*WHAT NEEDS TO BE DONE*: Reproduce verbatim the material below, from the line containing "Reviewer note: every instance of the blue" up to and including the line containing "Reviewer note: every instance of the orange".

*SUPPLIED ENTRIES*:
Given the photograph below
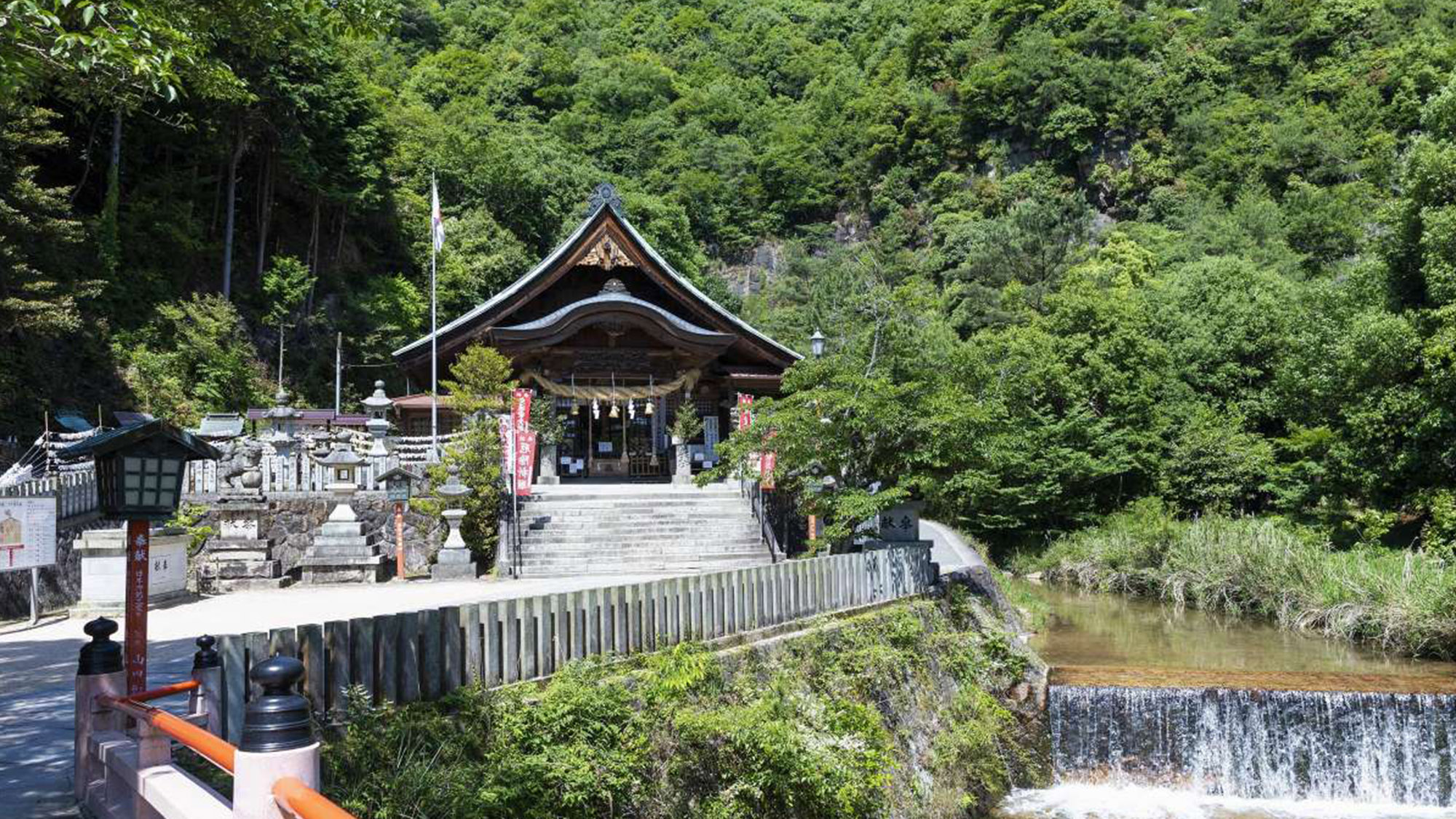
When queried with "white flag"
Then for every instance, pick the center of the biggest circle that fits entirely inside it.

---

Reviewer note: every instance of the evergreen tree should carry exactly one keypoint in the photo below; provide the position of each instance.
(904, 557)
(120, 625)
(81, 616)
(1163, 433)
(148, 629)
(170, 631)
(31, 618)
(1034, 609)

==

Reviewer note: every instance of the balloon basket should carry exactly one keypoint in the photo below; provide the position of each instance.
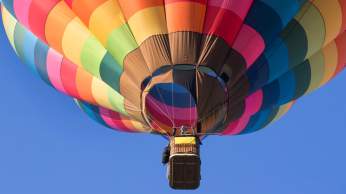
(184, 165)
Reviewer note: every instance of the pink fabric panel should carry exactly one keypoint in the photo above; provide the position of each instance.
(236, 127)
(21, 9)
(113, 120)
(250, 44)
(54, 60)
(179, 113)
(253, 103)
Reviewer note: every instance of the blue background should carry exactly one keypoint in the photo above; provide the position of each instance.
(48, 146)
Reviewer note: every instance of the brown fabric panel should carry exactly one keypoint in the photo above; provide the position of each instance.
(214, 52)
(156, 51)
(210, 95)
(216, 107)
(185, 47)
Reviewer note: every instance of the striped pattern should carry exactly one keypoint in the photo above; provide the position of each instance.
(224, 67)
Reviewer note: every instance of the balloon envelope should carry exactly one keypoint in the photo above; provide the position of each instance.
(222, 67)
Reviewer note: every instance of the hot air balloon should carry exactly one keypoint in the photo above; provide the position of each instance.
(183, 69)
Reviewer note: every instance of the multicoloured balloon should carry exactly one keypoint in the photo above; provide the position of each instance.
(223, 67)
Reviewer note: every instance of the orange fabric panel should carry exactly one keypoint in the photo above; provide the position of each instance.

*RESPONSE TO THE TASK*:
Reviewer note: every instance of the blue background should carry exactly one keypoint in the photo above; provide the position of each instance.
(48, 146)
Reviewer note: every instance of the brown fabric panel should carry exactly one keypoint in the photo above; provide the position of each instance.
(214, 52)
(156, 51)
(210, 95)
(216, 107)
(185, 47)
Reviewer note: every instance of the striped pattern should carry exactly one keypoint in the photo above; provide the position of each instance.
(224, 67)
Reviewer note: every instance of the balloon envelope should carry exactly one keypoint in the photo above; provide the position of each instance.
(222, 67)
Reviewer note: every instance of the hot air balloon should carry exactly one keypoint in the photo above; provide the position of each instance.
(183, 69)
Reviewer note: every instance of the multicoloured balloon should carry exactly one keypoint in the photo above; provide the position of each instance.
(223, 67)
Reviewer note: every instance of the orange fabric panel should carry exactly one keypoint in the photo above; provide the position of each instance.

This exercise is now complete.